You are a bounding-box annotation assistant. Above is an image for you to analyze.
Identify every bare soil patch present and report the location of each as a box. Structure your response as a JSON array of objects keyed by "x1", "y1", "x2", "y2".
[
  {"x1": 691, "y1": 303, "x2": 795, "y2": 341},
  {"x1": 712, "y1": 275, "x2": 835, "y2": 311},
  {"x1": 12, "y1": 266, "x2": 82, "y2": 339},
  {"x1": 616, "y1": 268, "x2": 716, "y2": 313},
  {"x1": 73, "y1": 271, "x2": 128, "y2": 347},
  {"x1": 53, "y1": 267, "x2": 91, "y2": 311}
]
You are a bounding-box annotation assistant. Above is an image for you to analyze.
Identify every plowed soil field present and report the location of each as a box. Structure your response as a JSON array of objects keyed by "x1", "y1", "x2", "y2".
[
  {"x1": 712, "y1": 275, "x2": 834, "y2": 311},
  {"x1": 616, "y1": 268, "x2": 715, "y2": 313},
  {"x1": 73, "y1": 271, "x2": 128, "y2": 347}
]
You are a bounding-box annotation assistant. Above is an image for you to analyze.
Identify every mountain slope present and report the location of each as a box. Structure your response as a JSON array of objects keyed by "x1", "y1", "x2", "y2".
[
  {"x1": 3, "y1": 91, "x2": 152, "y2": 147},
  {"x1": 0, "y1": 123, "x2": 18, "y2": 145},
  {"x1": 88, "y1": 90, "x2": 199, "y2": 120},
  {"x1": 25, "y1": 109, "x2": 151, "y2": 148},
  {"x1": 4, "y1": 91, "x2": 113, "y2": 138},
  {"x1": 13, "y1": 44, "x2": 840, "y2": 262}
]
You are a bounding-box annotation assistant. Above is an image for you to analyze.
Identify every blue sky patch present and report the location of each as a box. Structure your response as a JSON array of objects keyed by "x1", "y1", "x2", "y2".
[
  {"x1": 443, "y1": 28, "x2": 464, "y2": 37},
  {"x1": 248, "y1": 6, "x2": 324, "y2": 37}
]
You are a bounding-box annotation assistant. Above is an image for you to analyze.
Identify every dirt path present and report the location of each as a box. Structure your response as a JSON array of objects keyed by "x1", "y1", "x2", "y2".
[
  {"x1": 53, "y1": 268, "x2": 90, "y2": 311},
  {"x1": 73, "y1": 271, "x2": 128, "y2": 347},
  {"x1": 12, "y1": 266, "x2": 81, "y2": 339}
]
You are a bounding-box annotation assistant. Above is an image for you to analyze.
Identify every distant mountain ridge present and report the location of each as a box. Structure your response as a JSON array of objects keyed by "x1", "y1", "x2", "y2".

########

EXERCISE AIM — Find each line above that contains the string "mountain" and copy those lines out in full. Case counts when matching.

EXERCISE ANSWER —
Identify every mountain slope present and report the location of each as a box. Structure your response as a JSON array of objects keyed by "x1", "y1", "x2", "y2".
Identify every distant mountain ridge present and report the location of each as a box. Structure your response as a JSON array of objects keyed by "x1", "y1", "x2", "y2".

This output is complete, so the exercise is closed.